> _What needs to be done_
List each line in the listing below that contains the string "query".
## start Provided entries
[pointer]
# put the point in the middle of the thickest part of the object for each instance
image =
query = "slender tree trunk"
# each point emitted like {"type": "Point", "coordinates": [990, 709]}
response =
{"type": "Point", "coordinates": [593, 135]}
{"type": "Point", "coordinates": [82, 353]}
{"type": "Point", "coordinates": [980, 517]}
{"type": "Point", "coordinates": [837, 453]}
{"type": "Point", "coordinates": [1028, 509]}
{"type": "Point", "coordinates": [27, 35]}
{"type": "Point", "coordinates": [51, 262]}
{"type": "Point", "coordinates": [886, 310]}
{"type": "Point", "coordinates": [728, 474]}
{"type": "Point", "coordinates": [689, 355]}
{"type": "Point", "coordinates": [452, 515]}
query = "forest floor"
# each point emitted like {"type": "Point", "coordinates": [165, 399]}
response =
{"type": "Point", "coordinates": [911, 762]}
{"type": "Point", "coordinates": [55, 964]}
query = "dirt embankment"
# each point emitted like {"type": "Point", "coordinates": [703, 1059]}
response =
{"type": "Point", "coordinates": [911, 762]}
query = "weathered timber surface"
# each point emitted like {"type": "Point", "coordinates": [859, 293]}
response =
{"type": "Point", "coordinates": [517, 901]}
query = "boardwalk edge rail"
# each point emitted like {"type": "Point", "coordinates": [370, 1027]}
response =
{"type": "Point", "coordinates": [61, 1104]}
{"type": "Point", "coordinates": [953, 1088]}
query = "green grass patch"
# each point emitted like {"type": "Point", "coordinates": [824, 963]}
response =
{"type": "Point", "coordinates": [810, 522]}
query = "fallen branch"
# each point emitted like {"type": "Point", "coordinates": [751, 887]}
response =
## end Provided entries
> _Task response_
query = "slender tree trunk"
query = "forest floor"
query = "dirt embankment"
query = "weathered timber surface"
query = "boardwalk edge rail"
query = "green grass patch"
query = "fallen branch"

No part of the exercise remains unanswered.